__ACTIVITY__
Show all the lines in the data below that include the word "query".

__RECORD EXTRACTS__
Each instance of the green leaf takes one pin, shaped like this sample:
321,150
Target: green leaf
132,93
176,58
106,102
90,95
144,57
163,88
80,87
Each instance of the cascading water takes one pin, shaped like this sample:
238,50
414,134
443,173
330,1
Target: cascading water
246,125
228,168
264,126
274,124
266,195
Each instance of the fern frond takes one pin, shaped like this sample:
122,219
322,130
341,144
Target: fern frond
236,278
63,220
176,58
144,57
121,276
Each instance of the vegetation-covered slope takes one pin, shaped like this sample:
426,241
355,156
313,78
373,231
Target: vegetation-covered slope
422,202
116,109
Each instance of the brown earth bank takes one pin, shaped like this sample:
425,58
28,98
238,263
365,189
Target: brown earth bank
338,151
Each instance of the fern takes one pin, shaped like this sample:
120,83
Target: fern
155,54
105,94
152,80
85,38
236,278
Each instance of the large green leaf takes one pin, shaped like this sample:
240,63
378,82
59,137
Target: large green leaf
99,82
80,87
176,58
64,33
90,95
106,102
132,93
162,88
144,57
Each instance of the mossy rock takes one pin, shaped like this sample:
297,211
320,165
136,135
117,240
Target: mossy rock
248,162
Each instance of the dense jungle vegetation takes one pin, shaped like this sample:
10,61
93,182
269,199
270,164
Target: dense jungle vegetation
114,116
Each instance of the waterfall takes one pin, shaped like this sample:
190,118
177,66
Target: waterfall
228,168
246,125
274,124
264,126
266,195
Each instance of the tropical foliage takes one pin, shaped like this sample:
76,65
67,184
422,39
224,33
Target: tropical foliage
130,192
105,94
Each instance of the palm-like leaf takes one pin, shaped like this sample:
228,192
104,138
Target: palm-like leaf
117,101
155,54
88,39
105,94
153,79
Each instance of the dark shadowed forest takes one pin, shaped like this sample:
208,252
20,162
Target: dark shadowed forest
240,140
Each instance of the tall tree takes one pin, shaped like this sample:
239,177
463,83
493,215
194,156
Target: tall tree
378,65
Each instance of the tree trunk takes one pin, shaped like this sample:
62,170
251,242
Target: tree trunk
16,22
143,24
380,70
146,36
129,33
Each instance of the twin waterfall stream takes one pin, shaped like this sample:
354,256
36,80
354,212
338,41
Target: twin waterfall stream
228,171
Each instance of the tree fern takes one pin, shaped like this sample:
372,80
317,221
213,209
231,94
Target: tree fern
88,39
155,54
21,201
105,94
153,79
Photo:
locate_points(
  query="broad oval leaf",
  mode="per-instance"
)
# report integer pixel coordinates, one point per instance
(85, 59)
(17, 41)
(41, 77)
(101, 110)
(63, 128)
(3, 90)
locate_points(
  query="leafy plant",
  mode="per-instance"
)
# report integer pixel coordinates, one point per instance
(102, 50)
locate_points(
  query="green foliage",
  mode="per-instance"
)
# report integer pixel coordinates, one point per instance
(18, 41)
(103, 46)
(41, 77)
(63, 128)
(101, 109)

__SOLVED PROBLEM__
  query="broad oval leaf",
  query="leafy plant",
  query="green foliage",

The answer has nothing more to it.